## INFORMATION GIVEN
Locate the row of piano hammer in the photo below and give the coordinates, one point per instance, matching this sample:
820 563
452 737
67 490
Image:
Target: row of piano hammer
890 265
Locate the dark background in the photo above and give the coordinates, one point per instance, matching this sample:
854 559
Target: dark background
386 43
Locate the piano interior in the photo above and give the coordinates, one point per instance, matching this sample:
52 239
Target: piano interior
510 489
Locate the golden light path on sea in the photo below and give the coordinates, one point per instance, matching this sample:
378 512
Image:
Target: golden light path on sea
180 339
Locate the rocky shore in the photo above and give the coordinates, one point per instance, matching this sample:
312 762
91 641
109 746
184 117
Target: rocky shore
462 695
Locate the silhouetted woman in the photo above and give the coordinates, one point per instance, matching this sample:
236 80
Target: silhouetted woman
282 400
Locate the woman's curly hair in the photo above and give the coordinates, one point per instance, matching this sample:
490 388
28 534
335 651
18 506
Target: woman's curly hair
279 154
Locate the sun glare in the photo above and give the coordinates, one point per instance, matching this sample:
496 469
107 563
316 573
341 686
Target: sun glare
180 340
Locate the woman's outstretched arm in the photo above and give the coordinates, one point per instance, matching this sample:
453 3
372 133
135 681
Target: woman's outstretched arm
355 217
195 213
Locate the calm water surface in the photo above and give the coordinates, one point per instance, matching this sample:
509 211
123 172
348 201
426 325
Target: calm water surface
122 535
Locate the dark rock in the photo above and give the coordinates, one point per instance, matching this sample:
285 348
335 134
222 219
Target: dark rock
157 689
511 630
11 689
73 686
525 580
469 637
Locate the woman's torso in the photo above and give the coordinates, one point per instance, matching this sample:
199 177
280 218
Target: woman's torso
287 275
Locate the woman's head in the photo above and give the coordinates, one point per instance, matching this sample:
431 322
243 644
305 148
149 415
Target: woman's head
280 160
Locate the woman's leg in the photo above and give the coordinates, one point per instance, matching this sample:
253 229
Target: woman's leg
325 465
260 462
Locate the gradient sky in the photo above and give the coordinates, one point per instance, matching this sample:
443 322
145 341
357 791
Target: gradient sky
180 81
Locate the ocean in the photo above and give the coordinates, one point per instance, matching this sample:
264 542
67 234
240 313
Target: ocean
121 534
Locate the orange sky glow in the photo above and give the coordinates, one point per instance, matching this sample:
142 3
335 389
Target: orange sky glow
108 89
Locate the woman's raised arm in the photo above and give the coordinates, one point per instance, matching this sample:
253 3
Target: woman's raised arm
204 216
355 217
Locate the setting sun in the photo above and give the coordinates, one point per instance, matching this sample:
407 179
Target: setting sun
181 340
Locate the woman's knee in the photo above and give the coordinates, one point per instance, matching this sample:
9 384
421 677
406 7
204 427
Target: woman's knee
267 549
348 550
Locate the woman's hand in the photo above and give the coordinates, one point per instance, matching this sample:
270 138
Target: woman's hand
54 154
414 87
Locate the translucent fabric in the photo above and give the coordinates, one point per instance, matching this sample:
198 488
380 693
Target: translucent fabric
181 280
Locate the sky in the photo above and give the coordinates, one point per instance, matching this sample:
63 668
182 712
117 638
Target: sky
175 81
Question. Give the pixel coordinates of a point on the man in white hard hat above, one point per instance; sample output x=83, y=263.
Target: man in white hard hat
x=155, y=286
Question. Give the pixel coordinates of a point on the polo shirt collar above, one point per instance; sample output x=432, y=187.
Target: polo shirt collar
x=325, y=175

## EXERCISE AIM
Set out everything from the line containing "Locate the woman's leg" down to the end of the entries as a numbered list, omitting any blank lines.

## ANSWER TO THIS TASK
1. Locate the woman's leg in the photo above and give the coordinates, one point per instance, matching this sample:
2. 253 229
3. Target: woman's leg
4. 325 465
5. 260 462
6. Locate the gradient sky in the photo above and give the coordinates, one point per instance, matching this sample:
7. 443 322
8. 145 341
9. 357 791
10. Target: gradient sky
11. 180 81
12. Locate the ocean in the photo above and give the coordinates, one point per instance, matching this sample:
13. 264 542
14. 67 234
15. 240 313
16. Target: ocean
17. 121 534
18. Locate the orange sky glow in the photo above and give the coordinates, one point per instance, matching this sample:
19. 142 3
20. 335 389
21. Target: orange sky glow
22. 108 89
23. Locate the woman's raised arm in the photo above and give the coordinates, one point per instance, matching this sample:
24. 253 3
25. Target: woman's raised arm
26. 204 216
27. 355 217
28. Locate the setting sun in the photo above and give the coordinates, one point per instance, matching this sample:
29. 407 179
30. Target: setting sun
31. 181 340
32. Locate the woman's knee in the photo above and give the coordinates, one point per instance, matching this sample:
33. 9 384
34. 421 677
35. 406 7
36. 204 427
37. Target: woman's knee
38. 267 549
39. 348 550
40. Locate the woman's hand in the photo above and give the coordinates, one point per instance, matching this sample:
41. 270 138
42. Target: woman's hand
43. 54 154
44. 414 87
45. Locate the translucent fabric in the photo above and give the coordinates, one point per instance, matching this sample:
46. 198 488
47. 380 693
48. Target: translucent fabric
49. 181 280
50. Locate the sky in the photo above and give the coordinates, one point per instance, matching this sample:
51. 63 668
52. 182 712
53. 117 638
54. Target: sky
55. 175 81
56. Question. Give the pixel coordinates of a point on the man in white hard hat above, one point per instance; sample output x=83, y=263.
57. Target: man in white hard hat
58. x=155, y=286
59. Question. Give the pixel coordinates of a point on the polo shirt collar above, one point per instance; sample output x=432, y=187.
60. Target: polo shirt collar
61. x=325, y=175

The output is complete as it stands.